节选文本.
MTCNN网络之O网络——pytorch代码实现

作者: 小黄不头秃 | 来源:发表于2023-06-17 18:20 被阅读0次

    MTCNN网络是多任务级联卷积神经网络,基于级联的特定目标检测器,在人脸识别中有着出色的表现。由P、R、O三个网络构成。常用于目标检测的算法还有SSD(单激多发探测器)、RCNN、YOLO等

    如果对MTCNN的基础知识不太清楚,可以参考我的文章:

    一、网络结构

    MTCNN由三个子网络构成:P网络、R网络、O网络
    P网络的输入是12*12,R网络输入是24*24,O网络输入是48*48。P网络注重从大量数据中筛选有效信息,R网络对P网络的筛选结果做二次筛选,O网络注重识别的精度。

    (1)O网络(5层)

    是三个网络中参数最多,网络层数最深的,因为到了最后一步,我们需要对目标进行更加精确的识别,所以相对神经网络的能力要求更高。

    • 第一层:3*3卷积核,3*3最大池化层,输出特征图为:23*23*32
    • 第二层:3*3卷积核,3*3最大池化层,输出特征图为:10*10*64
    • 第三层:3*3卷积核,2*2最大池化层,输出特征图为:4*4*64
    • 第四层:2*2卷积核,输出特征图为:3*3*128(这里我们仅需要置信度和四个坐标)
    • 第五层:全连接层

    代码实现:

    import torch.nn as nn
    import torch
    
    class ONet(nn.Module):
        def __init__(self):
            super(ONet, self).__init__()
            self.layer = nn.Sequential(
                nn.Conv2d(3,32,3,1,0,bias=False),nn.BatchNorm2d(32),nn.ReLU(),
                nn.MaxPool2d(3,stride=2,padding=1),
                nn.Conv2d(32,64,3,1,0,bias=False),nn.BatchNorm2d(64),nn.ReLU(),
                nn.MaxPool2d(3,stride=2),
                nn.Conv2d(64,64,3,1,0,bias=False),nn.BatchNorm2d(64),nn.ReLU(),
                nn.MaxPool2d(2,stride=2),
                nn.Conv2d(64,128,2,1,bias=False),nn.BatchNorm2d(128),nn.ReLU()
            )
            self.fc1 = nn.Sequential(
                nn.Linear(128*3*3, 256),nn.ReLU(),
                nn.Linear(256,1)
            )
    
            self.fc2 = nn.Sequential(
                nn.Linear(128*3*3, 256),nn.ReLU(),
                nn.Linear(256,4)
            )
    
        def forward(self, x):
            y = self.layer(x)
            y = y.reshape(-1, 128*3*3)
            class_out = torch.sigmoid(self.fc1(y))
            bbox_out = self.fc2(y)
            return class_out, bbox_out
        
    if __name__ == "__main__":
        net = ONet()

待办事项.
1) 关于O网络的文字中，O网络的输入尺寸是多少？
2) 接着关于O网络的文字最后一行往下写。

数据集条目
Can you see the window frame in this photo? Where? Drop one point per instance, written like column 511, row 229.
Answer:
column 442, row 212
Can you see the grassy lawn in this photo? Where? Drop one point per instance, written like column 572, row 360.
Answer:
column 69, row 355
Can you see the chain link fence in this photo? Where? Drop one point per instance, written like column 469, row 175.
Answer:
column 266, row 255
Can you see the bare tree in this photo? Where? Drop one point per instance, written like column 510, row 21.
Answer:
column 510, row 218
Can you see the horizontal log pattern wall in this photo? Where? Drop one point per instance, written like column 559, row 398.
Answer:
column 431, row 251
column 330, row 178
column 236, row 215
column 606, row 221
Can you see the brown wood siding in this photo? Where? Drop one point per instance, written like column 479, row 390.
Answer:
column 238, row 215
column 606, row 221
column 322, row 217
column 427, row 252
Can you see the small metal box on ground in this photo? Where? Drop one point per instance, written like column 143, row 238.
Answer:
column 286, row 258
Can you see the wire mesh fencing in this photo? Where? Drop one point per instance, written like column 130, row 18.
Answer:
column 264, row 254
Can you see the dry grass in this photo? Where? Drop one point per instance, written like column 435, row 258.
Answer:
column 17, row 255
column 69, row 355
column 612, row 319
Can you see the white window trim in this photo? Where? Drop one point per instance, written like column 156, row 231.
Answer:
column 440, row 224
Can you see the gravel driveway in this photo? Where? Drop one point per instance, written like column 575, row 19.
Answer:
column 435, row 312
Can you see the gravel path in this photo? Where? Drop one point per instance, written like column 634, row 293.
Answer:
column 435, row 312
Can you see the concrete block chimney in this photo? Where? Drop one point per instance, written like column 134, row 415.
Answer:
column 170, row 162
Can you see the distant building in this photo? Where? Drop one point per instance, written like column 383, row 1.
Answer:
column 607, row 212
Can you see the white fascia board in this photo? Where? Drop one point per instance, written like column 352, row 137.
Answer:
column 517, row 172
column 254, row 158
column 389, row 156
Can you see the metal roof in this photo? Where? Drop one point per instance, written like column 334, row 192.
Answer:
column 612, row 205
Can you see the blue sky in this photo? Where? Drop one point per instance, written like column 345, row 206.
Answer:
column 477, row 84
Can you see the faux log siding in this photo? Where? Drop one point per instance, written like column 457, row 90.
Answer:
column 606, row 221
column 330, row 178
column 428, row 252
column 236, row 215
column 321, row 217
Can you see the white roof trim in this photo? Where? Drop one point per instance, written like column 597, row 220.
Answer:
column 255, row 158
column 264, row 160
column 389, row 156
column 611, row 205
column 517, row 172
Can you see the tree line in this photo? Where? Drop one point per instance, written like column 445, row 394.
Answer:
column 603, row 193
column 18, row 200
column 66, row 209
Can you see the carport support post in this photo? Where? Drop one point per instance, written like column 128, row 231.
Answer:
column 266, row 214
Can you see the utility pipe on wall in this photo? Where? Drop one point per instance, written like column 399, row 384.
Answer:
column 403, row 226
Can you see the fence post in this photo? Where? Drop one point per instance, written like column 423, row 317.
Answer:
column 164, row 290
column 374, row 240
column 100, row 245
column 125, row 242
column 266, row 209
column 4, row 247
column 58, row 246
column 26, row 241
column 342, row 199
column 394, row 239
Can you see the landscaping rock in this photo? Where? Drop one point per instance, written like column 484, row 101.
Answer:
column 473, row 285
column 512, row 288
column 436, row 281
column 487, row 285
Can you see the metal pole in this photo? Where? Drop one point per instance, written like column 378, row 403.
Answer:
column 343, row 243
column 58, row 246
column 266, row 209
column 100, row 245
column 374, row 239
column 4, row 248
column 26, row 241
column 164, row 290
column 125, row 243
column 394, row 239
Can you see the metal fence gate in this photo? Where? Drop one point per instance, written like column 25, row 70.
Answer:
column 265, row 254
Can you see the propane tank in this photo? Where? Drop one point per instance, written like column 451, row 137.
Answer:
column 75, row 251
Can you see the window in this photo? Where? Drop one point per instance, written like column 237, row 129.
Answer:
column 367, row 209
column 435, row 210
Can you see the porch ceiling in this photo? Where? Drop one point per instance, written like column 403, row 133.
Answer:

练习结果.
1) 48*48

2)
        x = torch.randn((1,3,48,48))
        y1, y2 = net(x)
        print(y1)
        print(y2)
    
    
    O网络数据准备:

    数据准备时应注意:

    • 我们在准备数据集的时候,一定要让负样本的数量远多于正样本的数量和部分样本的数量,
    • IOU阈值不能设置过小,也不能设置过大,否则会导致损失降不下去,准确率不够高。
    • 数据量一定要够,数据量不够的话,一些不是人脸的物体容易被误识别
    • 如果缺失亚洲人人脸,可以手动加入一些数据
    """
    wider-face 生成48*48的训练数据
    """
    import os
    import sys
    sys.path.append("./")
    # print(os.getcwd())
    import cv2
    from PIL import Image
    import numpy as np
    from tqdm import tqdm
    from utils.utils import IOU2 
    import torch
    
    TARGET_PATH = "./dataset/"
    IMG_PATH = "./dataset/WIDER_train/images/"
    DST_PATH = "./dataset/"
    face_size = 48
    
    label_file_path = TARGET_PATH + "wider_face_train.txt"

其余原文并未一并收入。